**GOAL:**
Revise the records below, changing every "Found" to "Located" and leaving all other text as it is.

**RECORDS FOR PROCESSING:**
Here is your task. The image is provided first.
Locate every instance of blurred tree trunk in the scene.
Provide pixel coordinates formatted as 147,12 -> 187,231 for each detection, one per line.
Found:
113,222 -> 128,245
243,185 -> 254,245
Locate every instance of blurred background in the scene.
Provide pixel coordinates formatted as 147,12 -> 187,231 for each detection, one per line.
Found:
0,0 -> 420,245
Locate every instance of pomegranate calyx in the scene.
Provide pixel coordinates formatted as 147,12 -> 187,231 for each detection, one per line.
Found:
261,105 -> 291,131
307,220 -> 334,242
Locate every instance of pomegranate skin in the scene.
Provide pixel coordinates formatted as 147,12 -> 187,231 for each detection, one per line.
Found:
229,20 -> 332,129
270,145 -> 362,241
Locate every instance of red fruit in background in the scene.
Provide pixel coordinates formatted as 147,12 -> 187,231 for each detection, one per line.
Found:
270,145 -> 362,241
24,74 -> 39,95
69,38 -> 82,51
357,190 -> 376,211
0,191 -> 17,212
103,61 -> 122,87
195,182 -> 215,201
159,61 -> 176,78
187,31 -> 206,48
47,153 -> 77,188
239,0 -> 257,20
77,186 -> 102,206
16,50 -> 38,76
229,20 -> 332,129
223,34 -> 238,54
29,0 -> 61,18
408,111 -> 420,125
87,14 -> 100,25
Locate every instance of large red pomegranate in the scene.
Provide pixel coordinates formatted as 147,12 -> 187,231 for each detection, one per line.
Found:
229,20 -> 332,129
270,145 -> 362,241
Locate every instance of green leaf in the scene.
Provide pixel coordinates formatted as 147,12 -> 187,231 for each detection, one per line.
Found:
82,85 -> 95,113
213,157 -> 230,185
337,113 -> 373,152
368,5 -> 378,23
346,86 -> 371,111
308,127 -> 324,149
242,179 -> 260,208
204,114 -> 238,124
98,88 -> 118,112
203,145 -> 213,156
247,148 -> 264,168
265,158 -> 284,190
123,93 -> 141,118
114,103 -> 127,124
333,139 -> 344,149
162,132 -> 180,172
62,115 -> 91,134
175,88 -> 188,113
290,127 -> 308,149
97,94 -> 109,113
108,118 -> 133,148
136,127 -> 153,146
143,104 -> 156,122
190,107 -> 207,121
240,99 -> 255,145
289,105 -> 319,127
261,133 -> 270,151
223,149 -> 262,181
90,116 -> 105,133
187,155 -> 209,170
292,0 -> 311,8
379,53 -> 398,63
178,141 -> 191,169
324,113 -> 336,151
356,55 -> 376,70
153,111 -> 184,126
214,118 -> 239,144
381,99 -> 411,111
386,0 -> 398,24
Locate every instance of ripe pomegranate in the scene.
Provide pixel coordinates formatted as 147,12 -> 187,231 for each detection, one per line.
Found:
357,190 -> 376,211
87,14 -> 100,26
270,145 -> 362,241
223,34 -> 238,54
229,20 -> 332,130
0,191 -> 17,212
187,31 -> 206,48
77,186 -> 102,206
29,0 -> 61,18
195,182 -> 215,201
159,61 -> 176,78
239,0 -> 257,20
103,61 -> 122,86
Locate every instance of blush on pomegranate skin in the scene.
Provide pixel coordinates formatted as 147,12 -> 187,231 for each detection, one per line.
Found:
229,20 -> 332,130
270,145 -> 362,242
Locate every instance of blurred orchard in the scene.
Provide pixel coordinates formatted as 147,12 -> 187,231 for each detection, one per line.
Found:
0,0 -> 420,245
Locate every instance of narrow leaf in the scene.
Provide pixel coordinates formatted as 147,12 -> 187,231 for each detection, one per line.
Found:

**OUTPUT OF THE TASK:**
Here is your task. The image is provided first.
Locate every instance of blurred tree trunk in the scene.
Provide pixel coordinates formatted as 147,12 -> 187,231 for each detection, one per line.
Located:
113,222 -> 128,245
243,185 -> 254,245
Locate every instance of blurred background in the scene.
Provide pixel coordinates formatted as 147,12 -> 187,231 for each detection, one per line.
Located:
0,0 -> 420,245
Locate every instance of pomegranate calyx in the scene.
Provide pixel coordinates formatted as 147,12 -> 187,231 for each detection, one per line.
Located:
261,105 -> 291,131
307,220 -> 334,242
Locate every instance of pomegranate skin in the scene.
Provide pixel coordinates formatted as 147,12 -> 187,231 for each detection, one per line.
Located:
229,20 -> 332,129
270,145 -> 362,241
Locate every instance of red fruit in background in the scene.
Provide pixel coordinates formatted as 147,12 -> 187,231 for each detection, one per line.
Located:
270,145 -> 362,241
24,74 -> 39,95
69,38 -> 82,51
357,190 -> 376,211
0,191 -> 17,212
103,61 -> 122,87
195,182 -> 215,201
159,61 -> 176,78
187,31 -> 206,48
47,153 -> 77,188
239,0 -> 257,20
77,186 -> 102,206
16,50 -> 38,76
229,20 -> 332,129
223,34 -> 238,54
29,0 -> 61,18
408,111 -> 420,125
87,14 -> 100,25
Locate every instance of large red pomegranate in the scene.
Provide pixel coordinates formatted as 147,12 -> 187,231 for each detection, one per line.
Located:
229,20 -> 332,129
270,145 -> 362,241
Locate every instance of green leaf in the scene.
Provide pixel coordinates formatted as 147,12 -> 187,231 for each detection, one per line.
Located:
82,85 -> 95,113
213,157 -> 230,185
337,113 -> 373,152
368,5 -> 378,23
346,86 -> 371,111
308,127 -> 324,149
242,179 -> 260,208
204,114 -> 238,124
98,88 -> 118,112
203,145 -> 213,156
247,148 -> 264,168
265,158 -> 284,190
123,93 -> 141,118
114,103 -> 127,124
333,139 -> 344,149
162,132 -> 180,172
62,115 -> 91,134
175,88 -> 188,113
290,127 -> 308,149
97,94 -> 109,113
108,118 -> 133,148
136,127 -> 153,146
143,104 -> 156,122
190,107 -> 207,121
240,99 -> 255,145
289,105 -> 319,127
261,133 -> 270,151
223,149 -> 262,181
90,116 -> 105,133
187,155 -> 209,170
292,0 -> 311,8
379,53 -> 398,63
178,141 -> 191,169
324,113 -> 336,151
356,55 -> 376,70
153,111 -> 184,126
214,118 -> 239,144
381,99 -> 411,111
386,0 -> 398,24
Locate every instance of ripe pomegranate in the scene.
Provide pixel coordinates formatted as 147,12 -> 187,231 for each detection, one per line.
Located:
357,190 -> 376,211
87,14 -> 100,26
270,145 -> 362,241
223,34 -> 238,54
229,20 -> 332,130
0,191 -> 17,212
187,31 -> 206,48
77,186 -> 102,206
29,0 -> 61,18
195,182 -> 215,201
159,61 -> 176,78
239,0 -> 257,20
103,61 -> 122,86
Locate every instance of blush on pomegranate skin in the scene.
Provide pixel coordinates formatted as 147,12 -> 187,231 for each detection, one per line.
Located:
229,20 -> 332,130
270,145 -> 362,242
Locate every instance of blurred orchard in the scene.
Provide pixel coordinates formatted as 147,12 -> 187,231 for each detection, one per line.
Located:
0,0 -> 420,245
Locate every instance of narrow leaf in the scene.
Provide pixel coordinates formatted as 147,12 -> 187,231 for each detection, one per line.
Located:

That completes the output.